--- Begin ---

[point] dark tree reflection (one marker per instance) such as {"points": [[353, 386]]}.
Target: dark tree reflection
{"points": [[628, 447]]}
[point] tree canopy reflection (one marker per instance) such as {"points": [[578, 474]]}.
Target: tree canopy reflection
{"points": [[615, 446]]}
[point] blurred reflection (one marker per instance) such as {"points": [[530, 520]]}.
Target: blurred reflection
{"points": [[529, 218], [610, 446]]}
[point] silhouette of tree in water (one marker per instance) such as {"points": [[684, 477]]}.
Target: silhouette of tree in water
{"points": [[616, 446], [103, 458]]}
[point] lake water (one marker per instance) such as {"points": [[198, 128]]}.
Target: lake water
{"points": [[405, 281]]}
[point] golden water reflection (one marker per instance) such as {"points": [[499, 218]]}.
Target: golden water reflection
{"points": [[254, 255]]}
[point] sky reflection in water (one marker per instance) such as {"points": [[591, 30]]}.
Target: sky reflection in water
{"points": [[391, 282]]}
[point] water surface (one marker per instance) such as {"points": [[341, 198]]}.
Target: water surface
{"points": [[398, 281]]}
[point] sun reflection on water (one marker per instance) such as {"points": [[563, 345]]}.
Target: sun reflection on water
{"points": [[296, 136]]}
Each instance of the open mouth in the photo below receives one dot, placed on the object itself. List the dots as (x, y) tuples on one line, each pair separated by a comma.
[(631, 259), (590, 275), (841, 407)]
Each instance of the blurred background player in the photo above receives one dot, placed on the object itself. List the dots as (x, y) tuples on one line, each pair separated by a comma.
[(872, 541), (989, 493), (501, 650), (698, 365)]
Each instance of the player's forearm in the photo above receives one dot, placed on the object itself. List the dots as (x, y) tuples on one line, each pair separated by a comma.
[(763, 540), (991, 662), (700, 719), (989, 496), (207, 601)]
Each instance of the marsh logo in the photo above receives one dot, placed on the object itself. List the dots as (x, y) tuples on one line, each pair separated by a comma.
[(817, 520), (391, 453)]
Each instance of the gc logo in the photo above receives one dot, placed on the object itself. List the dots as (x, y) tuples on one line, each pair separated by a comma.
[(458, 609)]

--- End ---

Exercise requirements ▸ Rewrite everything from the line containing "Each instance of the blurred" down to the line containing "[(763, 540), (991, 662), (700, 719), (989, 496), (207, 601)]", replacing "on one line" with "on a single line" and leaving all else unchanged.

Answer to the exercise ▸
Each instance of the blurred background player in the photo above receives one dot, placed on the object itself. List the dots as (x, y) tuples on a single line, each pair separated by a comma.
[(872, 541), (989, 493), (501, 650), (698, 365)]
Each instance of the player's forearm in the photo above receives one dot, placed on the object itself. List the dots as (x, y) tuples on a single line, each pair separated by a comma.
[(763, 540), (991, 662), (700, 719), (989, 496), (207, 601)]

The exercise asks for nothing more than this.